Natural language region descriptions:
****

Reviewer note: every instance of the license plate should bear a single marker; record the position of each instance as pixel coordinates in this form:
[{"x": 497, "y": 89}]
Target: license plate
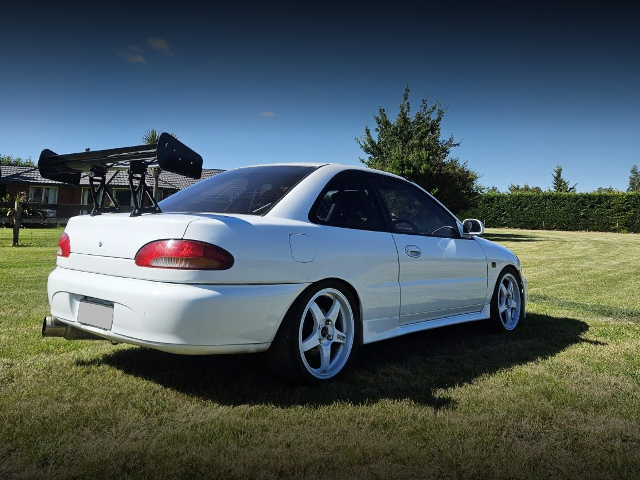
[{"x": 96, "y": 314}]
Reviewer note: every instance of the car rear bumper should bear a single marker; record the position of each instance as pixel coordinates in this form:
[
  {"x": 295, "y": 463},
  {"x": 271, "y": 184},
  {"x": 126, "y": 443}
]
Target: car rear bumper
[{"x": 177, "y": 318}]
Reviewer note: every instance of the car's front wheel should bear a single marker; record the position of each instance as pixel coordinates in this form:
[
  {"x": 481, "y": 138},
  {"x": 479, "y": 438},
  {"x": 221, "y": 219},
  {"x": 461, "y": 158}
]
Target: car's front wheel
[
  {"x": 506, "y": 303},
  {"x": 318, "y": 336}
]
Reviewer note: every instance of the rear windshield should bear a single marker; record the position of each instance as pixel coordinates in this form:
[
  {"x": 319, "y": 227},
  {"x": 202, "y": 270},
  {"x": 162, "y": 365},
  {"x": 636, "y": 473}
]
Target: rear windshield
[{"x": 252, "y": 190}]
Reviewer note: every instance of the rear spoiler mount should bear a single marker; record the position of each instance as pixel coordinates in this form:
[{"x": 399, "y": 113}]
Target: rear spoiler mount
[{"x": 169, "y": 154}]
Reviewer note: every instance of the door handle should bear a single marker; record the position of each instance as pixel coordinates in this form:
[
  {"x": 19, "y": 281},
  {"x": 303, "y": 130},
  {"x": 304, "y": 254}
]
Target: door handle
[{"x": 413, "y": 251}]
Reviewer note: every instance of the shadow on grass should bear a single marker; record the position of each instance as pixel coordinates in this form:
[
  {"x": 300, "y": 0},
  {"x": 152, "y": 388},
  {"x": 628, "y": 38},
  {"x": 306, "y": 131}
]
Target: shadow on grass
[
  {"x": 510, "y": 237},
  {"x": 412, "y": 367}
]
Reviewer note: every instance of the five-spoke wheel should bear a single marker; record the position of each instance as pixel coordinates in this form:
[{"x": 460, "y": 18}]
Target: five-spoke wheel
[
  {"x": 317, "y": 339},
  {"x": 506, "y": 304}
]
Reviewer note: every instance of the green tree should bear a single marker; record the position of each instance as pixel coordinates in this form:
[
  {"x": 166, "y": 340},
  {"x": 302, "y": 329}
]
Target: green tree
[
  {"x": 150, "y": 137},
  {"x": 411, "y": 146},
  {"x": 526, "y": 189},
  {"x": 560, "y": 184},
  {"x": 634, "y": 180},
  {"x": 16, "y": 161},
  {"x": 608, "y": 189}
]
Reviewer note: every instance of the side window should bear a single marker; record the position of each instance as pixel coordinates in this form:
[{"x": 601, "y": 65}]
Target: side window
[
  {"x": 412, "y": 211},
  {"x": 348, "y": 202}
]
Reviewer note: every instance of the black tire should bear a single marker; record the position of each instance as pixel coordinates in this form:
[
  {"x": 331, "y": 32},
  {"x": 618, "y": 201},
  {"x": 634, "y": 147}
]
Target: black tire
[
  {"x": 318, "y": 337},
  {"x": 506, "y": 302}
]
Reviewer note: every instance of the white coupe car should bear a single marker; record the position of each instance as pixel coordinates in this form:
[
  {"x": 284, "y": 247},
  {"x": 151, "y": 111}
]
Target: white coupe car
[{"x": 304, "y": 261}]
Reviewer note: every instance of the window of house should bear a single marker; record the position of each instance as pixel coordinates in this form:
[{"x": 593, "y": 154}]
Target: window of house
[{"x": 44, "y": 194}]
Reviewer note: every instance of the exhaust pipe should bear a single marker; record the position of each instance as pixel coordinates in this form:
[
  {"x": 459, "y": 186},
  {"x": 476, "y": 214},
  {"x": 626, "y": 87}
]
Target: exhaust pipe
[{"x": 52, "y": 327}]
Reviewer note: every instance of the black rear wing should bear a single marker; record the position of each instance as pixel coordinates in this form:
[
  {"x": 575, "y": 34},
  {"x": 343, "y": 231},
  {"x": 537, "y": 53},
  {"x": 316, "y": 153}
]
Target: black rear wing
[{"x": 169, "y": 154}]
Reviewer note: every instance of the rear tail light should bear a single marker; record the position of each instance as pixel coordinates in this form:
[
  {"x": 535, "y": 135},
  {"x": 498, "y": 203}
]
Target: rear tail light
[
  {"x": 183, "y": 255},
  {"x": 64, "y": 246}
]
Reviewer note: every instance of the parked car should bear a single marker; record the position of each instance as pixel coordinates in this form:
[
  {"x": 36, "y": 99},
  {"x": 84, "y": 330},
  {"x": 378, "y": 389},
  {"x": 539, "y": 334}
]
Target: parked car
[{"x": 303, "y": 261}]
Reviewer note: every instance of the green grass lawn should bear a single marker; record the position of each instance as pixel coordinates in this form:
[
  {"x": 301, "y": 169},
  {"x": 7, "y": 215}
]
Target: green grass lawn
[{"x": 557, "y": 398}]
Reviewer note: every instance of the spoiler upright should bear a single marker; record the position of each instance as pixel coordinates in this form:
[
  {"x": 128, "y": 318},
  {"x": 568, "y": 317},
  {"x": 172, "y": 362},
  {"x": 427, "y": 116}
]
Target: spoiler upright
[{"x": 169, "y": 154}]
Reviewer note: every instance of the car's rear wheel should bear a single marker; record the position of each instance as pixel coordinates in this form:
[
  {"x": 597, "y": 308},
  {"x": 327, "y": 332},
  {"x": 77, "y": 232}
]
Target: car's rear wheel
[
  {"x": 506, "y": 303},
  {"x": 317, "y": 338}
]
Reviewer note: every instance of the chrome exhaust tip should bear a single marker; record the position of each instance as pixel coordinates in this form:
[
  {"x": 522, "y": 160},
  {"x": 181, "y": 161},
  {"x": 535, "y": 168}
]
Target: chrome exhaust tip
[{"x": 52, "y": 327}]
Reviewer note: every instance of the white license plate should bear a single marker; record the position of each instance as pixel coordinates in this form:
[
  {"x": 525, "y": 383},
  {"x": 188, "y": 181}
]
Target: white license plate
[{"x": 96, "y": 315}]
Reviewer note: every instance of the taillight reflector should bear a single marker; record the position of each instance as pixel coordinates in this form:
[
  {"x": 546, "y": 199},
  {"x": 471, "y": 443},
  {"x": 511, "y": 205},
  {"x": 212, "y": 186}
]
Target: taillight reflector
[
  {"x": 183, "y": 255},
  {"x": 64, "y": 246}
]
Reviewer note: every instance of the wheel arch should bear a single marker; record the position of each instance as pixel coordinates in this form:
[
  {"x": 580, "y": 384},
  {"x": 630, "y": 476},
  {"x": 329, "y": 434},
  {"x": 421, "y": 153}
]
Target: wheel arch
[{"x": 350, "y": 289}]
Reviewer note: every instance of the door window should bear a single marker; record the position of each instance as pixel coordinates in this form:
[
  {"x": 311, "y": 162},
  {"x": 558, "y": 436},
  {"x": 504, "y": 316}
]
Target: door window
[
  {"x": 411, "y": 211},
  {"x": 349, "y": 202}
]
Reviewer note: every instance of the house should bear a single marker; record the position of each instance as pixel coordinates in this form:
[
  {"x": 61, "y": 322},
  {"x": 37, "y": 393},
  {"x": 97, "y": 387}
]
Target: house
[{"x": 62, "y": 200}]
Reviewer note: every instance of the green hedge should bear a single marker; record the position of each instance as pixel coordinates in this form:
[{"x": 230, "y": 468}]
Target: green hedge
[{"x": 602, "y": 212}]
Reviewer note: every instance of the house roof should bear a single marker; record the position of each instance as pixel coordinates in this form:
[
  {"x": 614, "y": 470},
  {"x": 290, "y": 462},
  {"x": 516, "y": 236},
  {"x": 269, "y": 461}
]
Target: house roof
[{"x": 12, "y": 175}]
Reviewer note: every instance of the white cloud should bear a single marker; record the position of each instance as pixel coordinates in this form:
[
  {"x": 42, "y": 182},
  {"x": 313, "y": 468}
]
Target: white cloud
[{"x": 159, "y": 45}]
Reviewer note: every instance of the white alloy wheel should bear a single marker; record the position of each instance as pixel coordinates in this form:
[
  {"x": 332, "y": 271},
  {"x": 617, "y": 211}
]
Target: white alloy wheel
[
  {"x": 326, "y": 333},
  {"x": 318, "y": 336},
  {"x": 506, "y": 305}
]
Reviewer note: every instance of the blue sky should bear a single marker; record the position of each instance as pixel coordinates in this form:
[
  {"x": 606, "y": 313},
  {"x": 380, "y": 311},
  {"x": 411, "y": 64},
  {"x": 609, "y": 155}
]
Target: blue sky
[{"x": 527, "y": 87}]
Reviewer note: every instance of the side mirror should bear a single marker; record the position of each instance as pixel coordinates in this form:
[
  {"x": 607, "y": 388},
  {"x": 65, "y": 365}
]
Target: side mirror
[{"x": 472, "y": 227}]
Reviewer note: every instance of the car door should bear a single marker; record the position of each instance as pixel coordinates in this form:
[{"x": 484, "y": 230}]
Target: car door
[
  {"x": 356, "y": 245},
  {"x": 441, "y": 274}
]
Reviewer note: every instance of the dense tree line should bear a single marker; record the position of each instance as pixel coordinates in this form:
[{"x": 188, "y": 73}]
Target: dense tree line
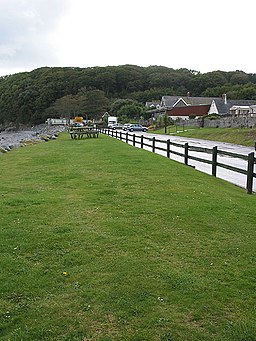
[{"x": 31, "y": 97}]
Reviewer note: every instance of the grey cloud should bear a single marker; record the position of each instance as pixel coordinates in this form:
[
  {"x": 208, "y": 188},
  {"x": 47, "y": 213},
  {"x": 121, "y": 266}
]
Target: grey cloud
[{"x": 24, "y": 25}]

****

- [Required work] Repeat word for word, leaving out the pictures, each line of the records from the line that holds "Target: white alloy wheel" through the final one.

- [Solution to this problem]
Target: white alloy wheel
[
  {"x": 326, "y": 333},
  {"x": 318, "y": 336},
  {"x": 506, "y": 305}
]
Reviewer note: every instance of the blue sky should bear a single marker; record the position of each instance as pixel coordinates in this form:
[
  {"x": 606, "y": 313},
  {"x": 380, "y": 311},
  {"x": 411, "y": 64},
  {"x": 609, "y": 155}
]
Target: blue sky
[{"x": 527, "y": 87}]
Reviewer note: every instance of the side mirror should bear a single marker; record the position of each instance as pixel coordinates in this form:
[
  {"x": 607, "y": 388},
  {"x": 65, "y": 365}
]
Target: side mirror
[{"x": 472, "y": 227}]
Reviewer note: every instance of the car door should bear a single marker; record the position of each instance as pixel coordinates in this form:
[{"x": 484, "y": 230}]
Target: car door
[
  {"x": 356, "y": 245},
  {"x": 441, "y": 274}
]
Reviewer note: every instance of the dense tree line should bear a single marker; record the position of each instance as pixel coordinates in this form:
[{"x": 188, "y": 73}]
Target: dense tree line
[{"x": 31, "y": 97}]
Reviewer note: every instance of the grey cloud should bear a single marker; record the position of each instance as pixel coordinates in this form:
[
  {"x": 208, "y": 188},
  {"x": 47, "y": 213},
  {"x": 121, "y": 266}
]
Target: grey cloud
[{"x": 24, "y": 25}]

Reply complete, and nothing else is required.